GOAL OF THE EXERCISE ▸
All of the data below must be repeated exactly.

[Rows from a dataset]
────────────────

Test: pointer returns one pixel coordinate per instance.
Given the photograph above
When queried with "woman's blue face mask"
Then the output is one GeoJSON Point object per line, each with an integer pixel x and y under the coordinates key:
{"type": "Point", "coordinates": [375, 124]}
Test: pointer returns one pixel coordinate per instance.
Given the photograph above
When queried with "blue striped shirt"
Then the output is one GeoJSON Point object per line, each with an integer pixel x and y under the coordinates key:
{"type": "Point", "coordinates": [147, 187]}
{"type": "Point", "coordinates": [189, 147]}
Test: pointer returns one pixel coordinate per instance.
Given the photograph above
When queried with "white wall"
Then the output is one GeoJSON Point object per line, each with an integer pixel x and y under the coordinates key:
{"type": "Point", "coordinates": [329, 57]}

────────────────

EXERCISE ANSWER ▸
Test: pointer returns one pixel coordinate per instance.
Given the photograph above
When queried with "woman's blue face mask"
Then the output is one GeoJSON Point object per line, each with an integer pixel x and y under the coordinates key:
{"type": "Point", "coordinates": [375, 124]}
Test: pointer returns one pixel coordinate per instance.
Given the photograph above
When queried with "blue striped shirt"
Then the output is one GeoJSON Point object per line, each with an integer pixel x and y under the coordinates key:
{"type": "Point", "coordinates": [147, 187]}
{"type": "Point", "coordinates": [189, 147]}
Test: pointer returns one pixel coordinate per instance.
Given the photograph above
When queried with "white wall"
Then the output is one GeoJSON Point object per line, each with an integer pixel x and y under the coordinates key:
{"type": "Point", "coordinates": [329, 57]}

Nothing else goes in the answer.